# Exercise task:
Swap "microscope capture" for "microscope image" in the items starting at the line containing "Scientific specimen imaging: find the clear" and ending at the line containing "[532,175,647,429]", then give only those lines again with everything else left as it is.

# Records for processing:
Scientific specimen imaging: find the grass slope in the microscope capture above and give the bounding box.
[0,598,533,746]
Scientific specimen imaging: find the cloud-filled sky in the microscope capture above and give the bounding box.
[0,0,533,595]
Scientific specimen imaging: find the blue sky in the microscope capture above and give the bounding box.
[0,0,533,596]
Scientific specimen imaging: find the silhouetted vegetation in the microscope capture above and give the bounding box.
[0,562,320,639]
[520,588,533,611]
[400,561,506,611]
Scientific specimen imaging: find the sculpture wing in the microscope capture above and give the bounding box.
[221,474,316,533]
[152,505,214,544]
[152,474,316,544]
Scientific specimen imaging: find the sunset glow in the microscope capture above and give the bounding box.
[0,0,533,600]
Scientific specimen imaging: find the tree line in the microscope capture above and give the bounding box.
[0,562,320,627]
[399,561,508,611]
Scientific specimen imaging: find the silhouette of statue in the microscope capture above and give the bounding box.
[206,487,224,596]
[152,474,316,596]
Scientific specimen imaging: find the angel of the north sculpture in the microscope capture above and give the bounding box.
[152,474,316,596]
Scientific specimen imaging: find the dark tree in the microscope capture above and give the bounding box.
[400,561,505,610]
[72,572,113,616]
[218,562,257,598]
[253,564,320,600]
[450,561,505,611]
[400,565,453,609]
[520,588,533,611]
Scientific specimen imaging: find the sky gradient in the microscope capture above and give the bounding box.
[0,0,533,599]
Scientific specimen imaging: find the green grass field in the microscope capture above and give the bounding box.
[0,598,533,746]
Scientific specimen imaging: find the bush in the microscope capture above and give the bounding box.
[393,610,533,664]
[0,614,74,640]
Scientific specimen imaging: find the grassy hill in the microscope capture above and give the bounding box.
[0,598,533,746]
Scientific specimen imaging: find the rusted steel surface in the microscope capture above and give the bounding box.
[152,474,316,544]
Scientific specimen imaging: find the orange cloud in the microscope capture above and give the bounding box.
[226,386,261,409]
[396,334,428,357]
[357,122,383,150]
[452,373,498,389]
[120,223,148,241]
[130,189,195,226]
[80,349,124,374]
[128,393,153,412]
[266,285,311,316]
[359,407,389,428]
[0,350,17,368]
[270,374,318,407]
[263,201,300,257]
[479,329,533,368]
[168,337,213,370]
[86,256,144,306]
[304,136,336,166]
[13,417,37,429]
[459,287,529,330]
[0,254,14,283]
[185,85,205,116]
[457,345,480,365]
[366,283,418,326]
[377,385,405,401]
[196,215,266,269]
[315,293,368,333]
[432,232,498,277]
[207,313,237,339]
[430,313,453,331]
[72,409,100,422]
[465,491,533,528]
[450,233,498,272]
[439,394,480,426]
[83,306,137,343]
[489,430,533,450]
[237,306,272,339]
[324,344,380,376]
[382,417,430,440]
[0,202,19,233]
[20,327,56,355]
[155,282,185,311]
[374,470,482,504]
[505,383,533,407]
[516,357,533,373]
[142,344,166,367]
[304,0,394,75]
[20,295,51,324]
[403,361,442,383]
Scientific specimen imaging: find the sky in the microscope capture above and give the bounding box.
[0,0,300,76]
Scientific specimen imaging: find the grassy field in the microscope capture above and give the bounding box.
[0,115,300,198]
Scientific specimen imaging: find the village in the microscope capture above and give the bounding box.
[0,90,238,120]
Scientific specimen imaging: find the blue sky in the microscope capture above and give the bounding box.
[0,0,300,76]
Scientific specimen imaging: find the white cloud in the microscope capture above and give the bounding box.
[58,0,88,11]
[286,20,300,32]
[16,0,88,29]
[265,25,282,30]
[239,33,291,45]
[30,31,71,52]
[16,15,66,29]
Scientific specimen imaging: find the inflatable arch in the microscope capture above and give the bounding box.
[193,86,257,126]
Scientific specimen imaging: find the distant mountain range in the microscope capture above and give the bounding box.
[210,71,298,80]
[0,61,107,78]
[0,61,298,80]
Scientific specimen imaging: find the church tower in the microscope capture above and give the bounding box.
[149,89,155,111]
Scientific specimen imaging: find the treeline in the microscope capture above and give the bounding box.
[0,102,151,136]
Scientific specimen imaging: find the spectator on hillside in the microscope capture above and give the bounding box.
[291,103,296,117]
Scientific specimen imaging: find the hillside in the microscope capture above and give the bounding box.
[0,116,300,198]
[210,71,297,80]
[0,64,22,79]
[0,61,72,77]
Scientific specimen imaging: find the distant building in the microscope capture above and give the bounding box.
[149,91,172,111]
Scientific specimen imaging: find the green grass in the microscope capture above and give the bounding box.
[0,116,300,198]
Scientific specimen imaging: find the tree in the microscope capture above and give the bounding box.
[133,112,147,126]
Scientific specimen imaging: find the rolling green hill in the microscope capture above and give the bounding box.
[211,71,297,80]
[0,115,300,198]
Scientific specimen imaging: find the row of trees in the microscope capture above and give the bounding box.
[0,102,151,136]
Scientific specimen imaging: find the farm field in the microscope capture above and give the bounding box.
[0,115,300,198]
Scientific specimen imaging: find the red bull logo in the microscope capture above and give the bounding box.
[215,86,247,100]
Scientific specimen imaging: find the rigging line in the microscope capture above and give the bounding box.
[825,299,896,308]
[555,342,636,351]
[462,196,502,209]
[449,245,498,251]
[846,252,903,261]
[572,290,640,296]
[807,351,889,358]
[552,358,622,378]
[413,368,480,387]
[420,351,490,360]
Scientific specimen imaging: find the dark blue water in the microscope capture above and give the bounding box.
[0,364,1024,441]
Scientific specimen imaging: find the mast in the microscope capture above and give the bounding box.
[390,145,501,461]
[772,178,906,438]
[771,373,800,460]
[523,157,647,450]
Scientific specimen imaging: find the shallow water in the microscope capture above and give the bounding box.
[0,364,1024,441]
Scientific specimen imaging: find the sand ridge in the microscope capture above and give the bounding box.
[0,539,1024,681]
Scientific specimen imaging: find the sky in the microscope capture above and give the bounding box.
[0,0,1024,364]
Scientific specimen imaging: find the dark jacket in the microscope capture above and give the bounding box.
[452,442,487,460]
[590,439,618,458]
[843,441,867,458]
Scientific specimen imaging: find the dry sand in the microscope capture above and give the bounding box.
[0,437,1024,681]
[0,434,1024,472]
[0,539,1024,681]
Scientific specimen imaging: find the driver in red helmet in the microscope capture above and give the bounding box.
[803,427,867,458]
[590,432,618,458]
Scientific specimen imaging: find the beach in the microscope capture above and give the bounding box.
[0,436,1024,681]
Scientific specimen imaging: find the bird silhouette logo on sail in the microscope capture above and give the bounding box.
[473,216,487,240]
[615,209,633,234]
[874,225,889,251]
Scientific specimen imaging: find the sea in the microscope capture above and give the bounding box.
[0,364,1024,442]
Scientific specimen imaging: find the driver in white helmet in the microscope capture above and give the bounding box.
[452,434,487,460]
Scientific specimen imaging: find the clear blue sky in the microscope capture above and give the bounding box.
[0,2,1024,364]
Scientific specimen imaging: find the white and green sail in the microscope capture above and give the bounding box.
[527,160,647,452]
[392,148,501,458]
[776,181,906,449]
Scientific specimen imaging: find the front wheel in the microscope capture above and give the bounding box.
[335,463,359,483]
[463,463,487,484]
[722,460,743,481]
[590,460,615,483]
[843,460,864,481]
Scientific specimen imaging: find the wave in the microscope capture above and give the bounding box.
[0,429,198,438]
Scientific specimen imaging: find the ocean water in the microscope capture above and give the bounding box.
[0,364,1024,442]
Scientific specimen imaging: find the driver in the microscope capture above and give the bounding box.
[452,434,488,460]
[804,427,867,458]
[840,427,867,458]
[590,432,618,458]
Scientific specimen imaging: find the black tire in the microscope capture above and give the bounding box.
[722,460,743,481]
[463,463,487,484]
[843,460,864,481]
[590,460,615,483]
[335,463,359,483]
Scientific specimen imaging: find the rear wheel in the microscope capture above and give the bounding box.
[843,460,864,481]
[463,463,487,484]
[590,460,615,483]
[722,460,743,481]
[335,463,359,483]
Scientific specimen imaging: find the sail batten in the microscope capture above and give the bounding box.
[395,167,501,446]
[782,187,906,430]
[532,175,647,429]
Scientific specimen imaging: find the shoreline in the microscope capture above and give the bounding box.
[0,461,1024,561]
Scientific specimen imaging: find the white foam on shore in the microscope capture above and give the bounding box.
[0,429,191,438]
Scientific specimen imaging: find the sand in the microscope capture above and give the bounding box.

# Reply:
Scientific specimen imaging: find the clear blue sky in the microscope image above and give the bounding box.
[0,2,1024,364]
Scientific specimen imaging: find the white and green sail in the microscope image above and give the bounding box.
[527,160,647,452]
[392,148,501,458]
[776,181,906,449]
Scientific specimen imaging: find the front wheel in the microscope image above and give the bounding box.
[335,463,359,483]
[463,463,487,484]
[722,460,743,481]
[590,460,615,483]
[843,460,864,481]
Scientific specimen imaging: find the wave in the microscope image above and give the bounding box.
[0,429,198,438]
Scientific specimen imaging: find the ocean water in the microscope image above and give the bounding box.
[0,364,1024,442]
Scientific specimen imaging: find the driver in the microscope image above and give the bounding box.
[452,434,488,460]
[804,427,867,458]
[840,427,867,458]
[590,432,618,458]
Scientific specimen imaging: find the black tire in the microscope image above and give the bounding box.
[722,460,743,481]
[463,463,487,484]
[843,460,864,481]
[590,460,615,483]
[335,463,359,483]
Scientific specimen imaging: find the rear wheel in the microscope image above and give the bounding box.
[843,460,864,481]
[463,463,487,484]
[590,460,615,483]
[722,460,743,481]
[335,463,359,483]
Scientific specimen imaging: find the sail batten in the microscope image above and give the bounding box.
[395,167,501,446]
[782,187,906,430]
[532,175,647,429]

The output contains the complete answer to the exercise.